Partes del ejercicio:
A: Devuelve sin cambios el tramo del texto que va desde "(Imagínense un cuadro" hasta "en nuestra casa.".
B: Enumera los nombres completos de todas las personas que aparecen en los párrafos del texto, sin contar el encabezado.

Texto proporcionado:
Yoani Sanchez GeneracionY

(Imagínense un cuadro negro como imagen del Post)
¡Se acabó el chocolatín! gritaron mis dos amigos al abrirles la puerta aquella noche del 31 de julio de 2006. Aludían, con su improvisada consigna, al último plan impulsado por Fidel Castro de distribuirle una cuota de chocolate a cada cubano en el mercado racionado. Cuando tocaron el timbre, faltaban sólo dos horas para entrar al primer día de agosto y Carlos Valenciaga ya había leído en la televisión una inesperada proclama anunciando la enfermedad del Máximo Líder. Las luces del Consejo de Estado se veían extrañamente encendidas y un silencio anómalo se había instalado sobre la ciudad. Durante esa larga madrugada, nadie podría pegar un ojo en nuestra casa.
Cuando iban por el segundo vaso de ron, mis amigos comenzaron a contar cuántas veces habían proyectado aquel día, vaticinado aquella noticia. Él, trovador; ella, productora de televisión. Ambos nacieron y crecieron bajo el poder de un mismo presidente que había determinado hasta los más pequeños detalles de sus vidas. Yo los oía hablar y me sorprendía su desahogo, la catarata de deseos futuros que ahora afloraba. Quizás ellos se sentían más libres después de aquel anuncio. El tiempo les haría comprender que mientras nosotros chachareábamos sobre el porvenir, otros hacían que el paquete de la sucesión quedara atado y bien atado.
Cinco años después, el país ha sido transferido completamente por vía sanguínea. Raúl Castro ha recibido en herencia una nación, sus recursos, sus problemas y hasta sus habitantes. Todo lo que ha hecho en este último quinquenio brota del imperativo de no perder esa posesión familiar que le ha dejado su hermano. La lentitud de sus reformas, la tibieza y superficialidad de éstas, están marcadas en parte por sentirse beneficiario de un patrimonio que le ha sido encargado. ¿Y mis amigos?, se preguntarán ustedes. Pues se alejaron asustados cuando comprendieron que bajo el mandato del hermano menor la represión seguía y la penalización a la opinión estaba intacta. Nunca más volvieron a tocar mi puerta, ni a entrar a ese lugar donde en el 2006 llegaron gritando y creyendo que el mañana ya había comenzado.

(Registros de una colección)
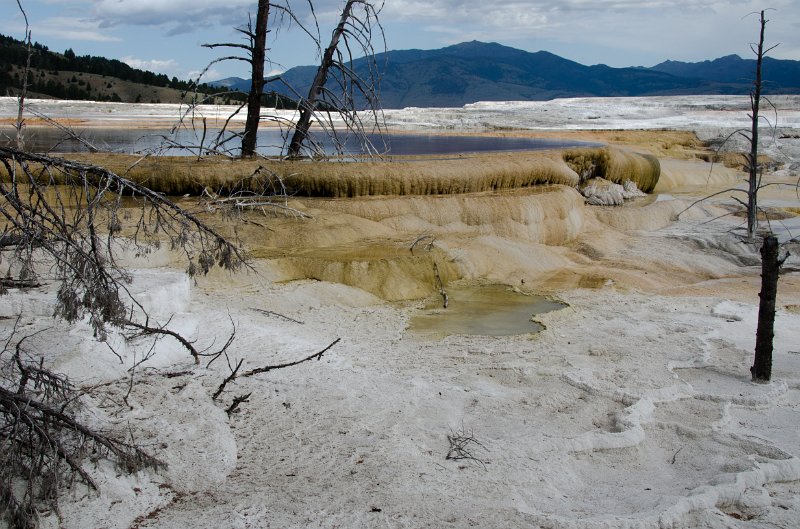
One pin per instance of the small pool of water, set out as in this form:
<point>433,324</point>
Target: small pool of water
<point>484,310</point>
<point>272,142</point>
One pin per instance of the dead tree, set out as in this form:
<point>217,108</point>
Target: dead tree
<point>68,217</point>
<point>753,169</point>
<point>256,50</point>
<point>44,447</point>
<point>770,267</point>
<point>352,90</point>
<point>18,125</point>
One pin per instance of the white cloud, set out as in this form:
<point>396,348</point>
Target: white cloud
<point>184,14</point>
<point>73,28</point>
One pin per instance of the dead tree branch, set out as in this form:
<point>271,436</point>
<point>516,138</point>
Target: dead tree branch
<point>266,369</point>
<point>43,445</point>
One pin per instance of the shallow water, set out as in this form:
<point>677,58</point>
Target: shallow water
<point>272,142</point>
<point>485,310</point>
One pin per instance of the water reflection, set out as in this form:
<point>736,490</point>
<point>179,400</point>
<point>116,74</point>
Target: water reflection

==

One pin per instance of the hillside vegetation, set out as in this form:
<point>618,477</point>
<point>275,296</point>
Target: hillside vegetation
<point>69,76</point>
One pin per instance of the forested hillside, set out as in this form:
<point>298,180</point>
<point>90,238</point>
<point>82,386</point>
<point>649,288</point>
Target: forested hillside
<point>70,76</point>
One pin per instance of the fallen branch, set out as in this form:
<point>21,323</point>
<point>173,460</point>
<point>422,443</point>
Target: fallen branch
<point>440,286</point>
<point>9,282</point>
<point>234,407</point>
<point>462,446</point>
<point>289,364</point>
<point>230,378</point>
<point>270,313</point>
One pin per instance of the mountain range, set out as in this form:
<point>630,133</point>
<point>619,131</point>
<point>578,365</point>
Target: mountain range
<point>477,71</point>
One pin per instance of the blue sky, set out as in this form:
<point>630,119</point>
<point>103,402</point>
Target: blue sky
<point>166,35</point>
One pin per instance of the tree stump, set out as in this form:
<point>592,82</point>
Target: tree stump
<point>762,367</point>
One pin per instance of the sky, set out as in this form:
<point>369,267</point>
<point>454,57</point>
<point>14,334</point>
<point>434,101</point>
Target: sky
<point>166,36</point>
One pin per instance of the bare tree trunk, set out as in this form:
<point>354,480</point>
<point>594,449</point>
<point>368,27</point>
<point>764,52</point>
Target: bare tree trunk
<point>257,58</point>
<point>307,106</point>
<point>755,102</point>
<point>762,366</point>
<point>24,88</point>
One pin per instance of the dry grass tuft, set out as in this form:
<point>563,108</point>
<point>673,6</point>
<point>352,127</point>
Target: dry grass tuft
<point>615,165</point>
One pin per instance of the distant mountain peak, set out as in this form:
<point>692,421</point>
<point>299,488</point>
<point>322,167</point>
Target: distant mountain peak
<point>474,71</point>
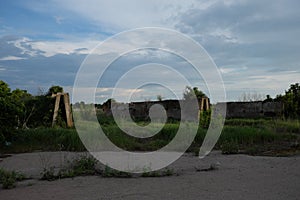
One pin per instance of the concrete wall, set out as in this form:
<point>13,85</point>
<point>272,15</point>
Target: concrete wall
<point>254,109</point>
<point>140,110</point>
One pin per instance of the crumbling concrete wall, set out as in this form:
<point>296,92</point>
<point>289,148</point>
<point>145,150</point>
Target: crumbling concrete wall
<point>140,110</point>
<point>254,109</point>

---

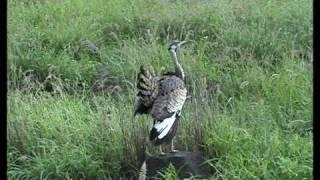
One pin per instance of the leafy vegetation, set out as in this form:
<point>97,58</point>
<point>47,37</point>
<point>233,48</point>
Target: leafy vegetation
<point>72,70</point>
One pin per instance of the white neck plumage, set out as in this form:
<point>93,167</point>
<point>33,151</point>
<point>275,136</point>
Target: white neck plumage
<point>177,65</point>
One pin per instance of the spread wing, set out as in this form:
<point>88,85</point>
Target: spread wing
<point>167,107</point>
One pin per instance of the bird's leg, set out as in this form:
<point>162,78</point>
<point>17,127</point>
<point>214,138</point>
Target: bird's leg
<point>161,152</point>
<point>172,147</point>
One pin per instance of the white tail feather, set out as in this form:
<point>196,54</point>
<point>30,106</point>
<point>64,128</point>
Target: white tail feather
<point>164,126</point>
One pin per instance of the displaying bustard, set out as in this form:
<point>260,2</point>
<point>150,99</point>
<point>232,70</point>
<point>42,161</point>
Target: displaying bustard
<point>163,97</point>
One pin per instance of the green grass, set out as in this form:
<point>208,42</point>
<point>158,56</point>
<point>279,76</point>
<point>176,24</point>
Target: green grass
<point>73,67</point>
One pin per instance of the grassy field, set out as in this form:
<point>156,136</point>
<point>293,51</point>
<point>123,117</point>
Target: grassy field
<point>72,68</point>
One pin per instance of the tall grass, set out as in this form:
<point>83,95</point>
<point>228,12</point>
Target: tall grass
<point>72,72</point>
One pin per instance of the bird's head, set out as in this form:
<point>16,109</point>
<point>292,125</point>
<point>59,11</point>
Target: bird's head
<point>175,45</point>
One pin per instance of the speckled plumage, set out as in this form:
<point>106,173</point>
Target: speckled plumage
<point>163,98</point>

Respuestas:
A:
(Imagínense un cuadro negro como imagen del Post)
¡Se acabó el chocolatín! gritaron mis dos amigos al abrirles la puerta aquella noche del 31 de julio de 2006. Aludían, con su improvisada consigna, al último plan impulsado por Fidel Castro de distribuirle una cuota de chocolate a cada cubano en el mercado racionado. Cuando tocaron el timbre, faltaban sólo dos horas para entrar al primer día de agosto y Carlos Valenciaga ya había leído en la televisión una inesperada proclama anunciando la enfermedad del Máximo Líder. Las luces del Consejo de Estado se veían extrañamente encendidas y un silencio anómalo se había instalado sobre la ciudad. Durante esa larga madrugada, nadie podría pegar un ojo en nuestra casa.

B:
Fidel Castro
Carlos Valenciaga
Raúl Castro